=== Section Start ===
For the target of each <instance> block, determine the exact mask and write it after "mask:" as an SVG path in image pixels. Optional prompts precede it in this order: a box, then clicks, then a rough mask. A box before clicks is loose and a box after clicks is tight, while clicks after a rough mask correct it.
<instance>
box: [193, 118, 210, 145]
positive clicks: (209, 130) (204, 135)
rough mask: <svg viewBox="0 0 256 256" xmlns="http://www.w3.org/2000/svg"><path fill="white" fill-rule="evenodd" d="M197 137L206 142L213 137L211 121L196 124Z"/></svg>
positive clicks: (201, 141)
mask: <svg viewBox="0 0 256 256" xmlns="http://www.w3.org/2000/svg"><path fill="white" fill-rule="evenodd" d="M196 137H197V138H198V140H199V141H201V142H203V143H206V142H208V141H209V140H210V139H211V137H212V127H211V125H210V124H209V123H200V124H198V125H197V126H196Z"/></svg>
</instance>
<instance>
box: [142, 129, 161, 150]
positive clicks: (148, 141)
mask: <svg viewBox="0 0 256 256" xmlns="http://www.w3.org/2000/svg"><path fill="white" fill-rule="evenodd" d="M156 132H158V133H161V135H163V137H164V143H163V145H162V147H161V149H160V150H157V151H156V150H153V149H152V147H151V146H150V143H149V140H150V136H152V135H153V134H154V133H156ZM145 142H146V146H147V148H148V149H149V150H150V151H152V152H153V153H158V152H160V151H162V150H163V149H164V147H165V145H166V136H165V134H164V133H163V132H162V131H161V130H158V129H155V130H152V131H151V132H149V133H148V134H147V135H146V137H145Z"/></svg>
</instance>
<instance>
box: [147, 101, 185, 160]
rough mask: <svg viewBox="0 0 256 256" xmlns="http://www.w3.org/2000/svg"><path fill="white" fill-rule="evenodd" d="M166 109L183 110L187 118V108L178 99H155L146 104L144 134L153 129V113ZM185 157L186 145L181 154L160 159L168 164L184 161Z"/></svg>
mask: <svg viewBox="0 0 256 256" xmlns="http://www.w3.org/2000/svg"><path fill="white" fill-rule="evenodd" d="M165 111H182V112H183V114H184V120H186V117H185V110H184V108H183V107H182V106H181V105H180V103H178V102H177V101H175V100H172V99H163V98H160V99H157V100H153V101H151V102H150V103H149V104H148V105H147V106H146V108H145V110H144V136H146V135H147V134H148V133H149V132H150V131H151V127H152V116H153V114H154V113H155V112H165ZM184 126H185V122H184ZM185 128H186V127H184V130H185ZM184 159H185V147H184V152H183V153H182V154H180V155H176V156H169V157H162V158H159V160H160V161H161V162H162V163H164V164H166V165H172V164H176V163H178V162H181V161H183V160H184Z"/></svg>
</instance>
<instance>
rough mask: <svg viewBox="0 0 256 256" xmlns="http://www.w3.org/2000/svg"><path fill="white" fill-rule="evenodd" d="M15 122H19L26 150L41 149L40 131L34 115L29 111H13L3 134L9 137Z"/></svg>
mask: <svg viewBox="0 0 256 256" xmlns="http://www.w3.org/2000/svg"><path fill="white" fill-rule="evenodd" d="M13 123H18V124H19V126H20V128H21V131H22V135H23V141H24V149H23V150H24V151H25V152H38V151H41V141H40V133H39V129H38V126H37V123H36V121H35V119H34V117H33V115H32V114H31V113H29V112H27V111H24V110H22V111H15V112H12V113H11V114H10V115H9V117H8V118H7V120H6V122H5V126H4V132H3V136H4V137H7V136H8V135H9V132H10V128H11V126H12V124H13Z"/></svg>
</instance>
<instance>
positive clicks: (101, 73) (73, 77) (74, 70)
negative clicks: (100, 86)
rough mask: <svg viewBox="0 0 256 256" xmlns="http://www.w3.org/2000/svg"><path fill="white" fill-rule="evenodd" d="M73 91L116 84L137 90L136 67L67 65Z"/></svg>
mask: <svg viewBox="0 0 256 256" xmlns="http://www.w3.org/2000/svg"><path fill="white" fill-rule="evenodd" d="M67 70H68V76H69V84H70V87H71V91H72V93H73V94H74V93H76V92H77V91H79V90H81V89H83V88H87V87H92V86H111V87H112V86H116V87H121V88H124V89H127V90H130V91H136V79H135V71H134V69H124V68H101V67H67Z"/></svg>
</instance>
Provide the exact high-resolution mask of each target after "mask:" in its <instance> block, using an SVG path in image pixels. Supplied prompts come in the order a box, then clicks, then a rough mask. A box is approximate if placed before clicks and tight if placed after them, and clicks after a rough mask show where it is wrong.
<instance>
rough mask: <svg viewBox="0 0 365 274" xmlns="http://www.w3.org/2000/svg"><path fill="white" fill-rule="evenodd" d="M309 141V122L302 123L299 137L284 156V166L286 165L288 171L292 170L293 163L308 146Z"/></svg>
=== Section End ===
Can you output every line of the listing above as a JSON list of strings, one string per line, with blank lines left out?

[
  "For the target of each <instance> block, determine the exact mask and write it after \"mask:\" as an SVG path in image pixels. Optional prompts precede it in this order: a box, then clicks, then a rough mask. A box before clicks is loose and a box after clicks is tight, while clicks after a rough mask correct it.",
  "<instance>",
  "box: [193, 118, 210, 145]",
  "positive clicks: (209, 130) (204, 135)",
  "rough mask: <svg viewBox=\"0 0 256 256\" xmlns=\"http://www.w3.org/2000/svg\"><path fill=\"white\" fill-rule=\"evenodd\" d=\"M197 137L206 142L213 137L211 121L196 124Z\"/></svg>",
  "positive clicks: (201, 141)",
  "mask: <svg viewBox=\"0 0 256 256\" xmlns=\"http://www.w3.org/2000/svg\"><path fill=\"white\" fill-rule=\"evenodd\" d=\"M196 137H197V138H198V140H199V141H201V142H203V143H206V142H208V141H209V140H210V139H211V137H212V127H211V125H210V124H209V123H200V124H198V125H197V126H196Z\"/></svg>",
  "</instance>",
  "<instance>",
  "box: [142, 129, 161, 150]",
  "positive clicks: (148, 141)",
  "mask: <svg viewBox=\"0 0 256 256\" xmlns=\"http://www.w3.org/2000/svg\"><path fill=\"white\" fill-rule=\"evenodd\" d=\"M156 132H158V133H161V135H163V137H164V143H163V145H162V147H161V149H160V150H157V151H156V150H153V149H152V147H151V146H150V143H149V140H150V136H152V135H153V134H154V133H156ZM145 142H146V146H147V148H148V149H149V150H150V151H152V152H153V153H158V152H160V151H162V150H163V149H164V147H165V145H166V136H165V134H164V133H163V132H162V131H161V130H158V129H155V130H152V131H151V132H149V133H148V134H147V135H146V137H145Z\"/></svg>",
  "</instance>",
  "<instance>",
  "box: [147, 101, 185, 160]",
  "rough mask: <svg viewBox=\"0 0 256 256\" xmlns=\"http://www.w3.org/2000/svg\"><path fill=\"white\" fill-rule=\"evenodd\" d=\"M166 109L183 110L187 118V108L178 99H155L146 104L144 134L153 129V113ZM185 157L186 145L181 154L160 159L168 164L184 161Z\"/></svg>",
  "mask: <svg viewBox=\"0 0 256 256\" xmlns=\"http://www.w3.org/2000/svg\"><path fill=\"white\" fill-rule=\"evenodd\" d=\"M165 111H182V112H183V114H184V120H186V117H185V110H184V108H183V107H182V106H181V105H180V103H178V102H177V101H175V100H172V99H163V98H160V99H157V100H153V101H151V102H150V103H149V104H148V105H147V106H146V108H145V110H144V136H146V135H147V134H148V133H149V132H150V131H151V127H152V116H153V114H154V113H155V112H165ZM184 126H185V122H184ZM185 128H186V127H184V130H185ZM184 159H185V147H184V152H183V153H182V154H180V155H176V156H169V157H162V158H159V160H160V161H161V162H162V163H164V164H166V165H172V164H176V163H178V162H181V161H183V160H184Z\"/></svg>",
  "</instance>",
  "<instance>",
  "rough mask: <svg viewBox=\"0 0 256 256\" xmlns=\"http://www.w3.org/2000/svg\"><path fill=\"white\" fill-rule=\"evenodd\" d=\"M15 122H19L26 150L41 149L40 131L34 115L29 111H13L3 134L9 137Z\"/></svg>",
  "mask: <svg viewBox=\"0 0 256 256\" xmlns=\"http://www.w3.org/2000/svg\"><path fill=\"white\" fill-rule=\"evenodd\" d=\"M13 123H18V124H19V126H20V128H21V131H22V135H23V141H24V149H23V150H24V151H25V152H38V151H41V141H40V133H39V129H38V126H37V123H36V121H35V119H34V117H33V115H32V114H31V113H29V112H27V111H24V110H22V111H15V112H12V113H11V114H10V115H9V117H8V118H7V120H6V122H5V126H4V132H3V136H4V137H7V136H8V135H9V132H10V128H11V126H12V124H13Z\"/></svg>",
  "</instance>",
  "<instance>",
  "positive clicks: (101, 73) (73, 77) (74, 70)",
  "negative clicks: (100, 86)",
  "rough mask: <svg viewBox=\"0 0 256 256\" xmlns=\"http://www.w3.org/2000/svg\"><path fill=\"white\" fill-rule=\"evenodd\" d=\"M73 91L116 84L137 90L136 67L67 65Z\"/></svg>",
  "mask: <svg viewBox=\"0 0 256 256\" xmlns=\"http://www.w3.org/2000/svg\"><path fill=\"white\" fill-rule=\"evenodd\" d=\"M67 70H68V76H69V84H70V87H71V91H72V93H73V94H74V93H76V92H77V91H79V90H81V89H83V88H87V87H92V86H111V87H112V86H116V87H121V88H124V89H127V90H130V91H136V79H135V71H134V69H124V68H101V67H67Z\"/></svg>",
  "</instance>",
  "Provide the exact high-resolution mask of each target after \"mask:\" in its <instance> block, using an SVG path in image pixels. Supplied prompts come in the order a box, then clicks, then a rough mask. A box is approximate if placed before clicks and tight if placed after them, and clicks after a rough mask show where it is wrong.",
  "<instance>",
  "rough mask: <svg viewBox=\"0 0 365 274\" xmlns=\"http://www.w3.org/2000/svg\"><path fill=\"white\" fill-rule=\"evenodd\" d=\"M309 141V122L302 123L299 137L284 156V166L286 165L288 171L292 170L293 163L308 146Z\"/></svg>"
]